▶ **Reeks opdrachten**
A. Neem uit de tekst over Lec het deel over dat opent met de woorden die "Volgens Clifton Fadiman's" bevatten en sluit met "in Israel doorgebracht.", en hernoem daarin "Warschau" tot "de Poolse hoofdstad".
B. Leg in één tot drie zinnen uit waardoor volgens de tekst over Lec de ervaringen van de intellectuelen uit Midden-Europa onuitwisbaar getekend zijn.

Stanisław Jerzy Lec
Stanisław Jerzy Lec (6 maart 1909 – 7 mei 1966) (pseudoniem van de Tusch-Letz) was een Pools dichter en aforist.
Volgens Clifton Fadiman's inleiding voor Lec's boek Onbewaarde Gedachten:
- Lec heeft het voor ons vreemde, opgejaagde, spookachtige leven als duizenden andere intellectuelen uit Midden-Europa geleid, hun ervaringen onuitwisbaar getekend door oorlog en revolutie. Aan het begin van de oorlog zat hij gevangen in een Nazikamp. Daar bleef hij tot juli 1943 toen het kamp via massavernietiging werd geliquideerd. Hij ontsnapte in een Duits uniform, slaagde erin Warschau te bereiken waar hij lid werd van de ondergrondse strijdkrachten. Na de oorlog ging hij door met schrijven, afgewisseld met kortdurende dienst als cultureel vertegenwoordiger bij de Poolse ambassade in Wenen. Ook heeft hij twee jaar in Israel doorgebracht.
(De ambassade was communistisch tijdens de Stalinische periode in Polen. Toen de diplomaten uitvoerig geselecteerd en gecontroleerd werden was Lec persofficier in Wenen. Daarna ging hij naar Israel om tenslotte in 1952 terug te keren naar Polen.

▶ **Getoond materiaal**
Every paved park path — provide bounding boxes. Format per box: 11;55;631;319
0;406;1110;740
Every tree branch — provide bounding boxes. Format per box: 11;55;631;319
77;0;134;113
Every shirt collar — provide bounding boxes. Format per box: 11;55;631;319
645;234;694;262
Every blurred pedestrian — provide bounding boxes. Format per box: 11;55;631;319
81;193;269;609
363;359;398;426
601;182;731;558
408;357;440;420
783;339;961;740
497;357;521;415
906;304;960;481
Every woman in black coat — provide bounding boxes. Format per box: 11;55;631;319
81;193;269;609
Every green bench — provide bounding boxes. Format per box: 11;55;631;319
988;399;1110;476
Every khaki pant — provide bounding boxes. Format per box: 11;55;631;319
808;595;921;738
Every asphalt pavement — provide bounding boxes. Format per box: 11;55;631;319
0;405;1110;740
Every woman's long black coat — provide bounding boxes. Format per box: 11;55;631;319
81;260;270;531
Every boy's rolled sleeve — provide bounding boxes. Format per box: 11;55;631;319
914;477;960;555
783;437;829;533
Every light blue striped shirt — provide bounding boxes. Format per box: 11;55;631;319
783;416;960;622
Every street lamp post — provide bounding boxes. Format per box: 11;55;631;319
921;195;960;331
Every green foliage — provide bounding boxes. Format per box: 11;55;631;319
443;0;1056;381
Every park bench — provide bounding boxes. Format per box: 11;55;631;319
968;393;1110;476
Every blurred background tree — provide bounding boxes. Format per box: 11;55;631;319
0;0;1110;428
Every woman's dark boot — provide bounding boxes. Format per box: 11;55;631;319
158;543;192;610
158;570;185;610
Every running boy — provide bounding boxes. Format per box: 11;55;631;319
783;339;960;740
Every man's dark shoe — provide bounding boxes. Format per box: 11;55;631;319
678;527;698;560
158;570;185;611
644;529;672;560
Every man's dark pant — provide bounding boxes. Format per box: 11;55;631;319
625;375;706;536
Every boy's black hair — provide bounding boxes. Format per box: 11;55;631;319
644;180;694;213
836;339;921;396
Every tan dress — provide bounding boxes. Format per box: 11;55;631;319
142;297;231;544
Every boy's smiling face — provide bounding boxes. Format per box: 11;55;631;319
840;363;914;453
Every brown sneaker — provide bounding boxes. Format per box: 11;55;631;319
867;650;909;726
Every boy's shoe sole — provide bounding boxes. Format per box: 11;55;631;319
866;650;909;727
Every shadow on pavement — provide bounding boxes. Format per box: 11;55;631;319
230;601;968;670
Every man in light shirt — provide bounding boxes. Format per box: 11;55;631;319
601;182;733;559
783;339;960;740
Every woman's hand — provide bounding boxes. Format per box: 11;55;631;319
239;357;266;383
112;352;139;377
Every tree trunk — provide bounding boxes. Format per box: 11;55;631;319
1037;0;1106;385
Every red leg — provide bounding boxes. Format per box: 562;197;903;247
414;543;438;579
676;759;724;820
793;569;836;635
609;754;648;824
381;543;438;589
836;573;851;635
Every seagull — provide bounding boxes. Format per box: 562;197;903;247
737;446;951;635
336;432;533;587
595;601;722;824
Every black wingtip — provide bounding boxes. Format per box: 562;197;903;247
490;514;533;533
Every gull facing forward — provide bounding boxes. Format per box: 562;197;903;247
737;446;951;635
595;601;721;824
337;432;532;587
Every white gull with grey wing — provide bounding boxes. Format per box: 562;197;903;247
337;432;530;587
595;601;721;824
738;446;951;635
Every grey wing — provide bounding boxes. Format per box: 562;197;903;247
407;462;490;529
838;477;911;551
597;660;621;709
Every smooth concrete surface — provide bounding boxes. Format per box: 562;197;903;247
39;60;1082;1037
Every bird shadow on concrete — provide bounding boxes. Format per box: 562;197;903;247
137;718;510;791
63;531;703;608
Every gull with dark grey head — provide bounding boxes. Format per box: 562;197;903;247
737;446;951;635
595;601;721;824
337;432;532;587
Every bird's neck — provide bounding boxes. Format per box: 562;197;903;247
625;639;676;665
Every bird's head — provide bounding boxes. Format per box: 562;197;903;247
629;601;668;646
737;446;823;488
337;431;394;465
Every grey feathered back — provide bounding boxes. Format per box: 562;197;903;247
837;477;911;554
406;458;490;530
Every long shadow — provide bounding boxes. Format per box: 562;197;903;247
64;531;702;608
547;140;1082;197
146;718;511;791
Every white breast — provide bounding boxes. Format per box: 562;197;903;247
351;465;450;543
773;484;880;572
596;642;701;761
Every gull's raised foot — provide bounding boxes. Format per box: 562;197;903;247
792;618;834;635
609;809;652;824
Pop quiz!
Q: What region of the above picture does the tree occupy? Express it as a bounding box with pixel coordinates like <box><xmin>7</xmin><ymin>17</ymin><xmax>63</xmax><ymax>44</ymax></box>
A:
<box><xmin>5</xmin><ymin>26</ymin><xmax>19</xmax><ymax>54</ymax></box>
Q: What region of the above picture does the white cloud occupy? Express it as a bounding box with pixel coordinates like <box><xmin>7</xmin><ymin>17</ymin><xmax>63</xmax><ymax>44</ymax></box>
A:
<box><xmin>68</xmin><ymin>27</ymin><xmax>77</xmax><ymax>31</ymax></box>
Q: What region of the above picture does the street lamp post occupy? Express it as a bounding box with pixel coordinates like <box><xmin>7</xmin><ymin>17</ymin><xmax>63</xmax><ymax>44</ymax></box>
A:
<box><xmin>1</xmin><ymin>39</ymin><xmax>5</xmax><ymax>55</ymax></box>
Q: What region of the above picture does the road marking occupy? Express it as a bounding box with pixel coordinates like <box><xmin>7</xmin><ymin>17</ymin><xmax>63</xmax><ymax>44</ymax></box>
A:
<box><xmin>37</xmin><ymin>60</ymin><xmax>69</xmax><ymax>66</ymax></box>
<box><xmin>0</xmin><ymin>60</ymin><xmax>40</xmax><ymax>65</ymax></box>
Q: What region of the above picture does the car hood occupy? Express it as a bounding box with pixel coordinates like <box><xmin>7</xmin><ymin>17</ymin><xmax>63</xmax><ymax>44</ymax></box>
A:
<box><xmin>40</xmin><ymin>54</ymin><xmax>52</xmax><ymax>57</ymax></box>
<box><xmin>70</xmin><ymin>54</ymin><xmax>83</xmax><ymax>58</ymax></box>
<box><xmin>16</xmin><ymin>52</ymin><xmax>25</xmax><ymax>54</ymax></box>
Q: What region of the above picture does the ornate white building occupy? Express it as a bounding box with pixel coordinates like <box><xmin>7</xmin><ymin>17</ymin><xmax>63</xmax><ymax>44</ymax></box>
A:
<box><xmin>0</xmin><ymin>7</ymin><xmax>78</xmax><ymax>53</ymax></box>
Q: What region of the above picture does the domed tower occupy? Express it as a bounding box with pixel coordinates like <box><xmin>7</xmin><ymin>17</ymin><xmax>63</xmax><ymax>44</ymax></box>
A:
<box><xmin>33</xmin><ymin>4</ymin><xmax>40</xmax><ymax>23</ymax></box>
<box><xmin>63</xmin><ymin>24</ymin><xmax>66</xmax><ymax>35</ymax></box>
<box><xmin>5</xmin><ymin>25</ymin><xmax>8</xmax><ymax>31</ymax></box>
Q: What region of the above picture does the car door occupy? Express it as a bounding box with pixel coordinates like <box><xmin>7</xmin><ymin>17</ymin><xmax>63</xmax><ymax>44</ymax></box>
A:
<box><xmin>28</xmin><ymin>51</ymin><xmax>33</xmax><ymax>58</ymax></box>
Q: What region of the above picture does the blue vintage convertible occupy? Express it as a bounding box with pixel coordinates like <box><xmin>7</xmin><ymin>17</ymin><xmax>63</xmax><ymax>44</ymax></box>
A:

▶ **Antwoorden per opdracht**
A.
Volgens Clifton Fadiman's inleiding voor Lec's boek Onbewaarde Gedachten:
- Lec heeft het voor ons vreemde, opgejaagde, spookachtige leven als duizenden andere intellectuelen uit Midden-Europa geleid, hun ervaringen onuitwisbaar getekend door oorlog en revolutie. Aan het begin van de oorlog zat hij gevangen in een Nazikamp. Daar bleef hij tot juli 1943 toen het kamp via massavernietiging werd geliquideerd. Hij ontsnapte in een Duits uniform, slaagde erin de Poolse hoofdstad te bereiken waar hij lid werd van de ondergrondse strijdkrachten. Na de oorlog ging hij door met schrijven, afgewisseld met kortdurende dienst als cultureel vertegenwoordiger bij de Poolse ambassade in Wenen. Ook heeft hij twee jaar in Israel doorgebracht.

B. Volgens de inleiding van Clifton Fadiman zijn hun ervaringen onuitwisbaar getekend door oorlog en revolutie. Lec leidde, net als duizenden van die intellectuelen, een vreemd, opgejaagd en spookachtig leven.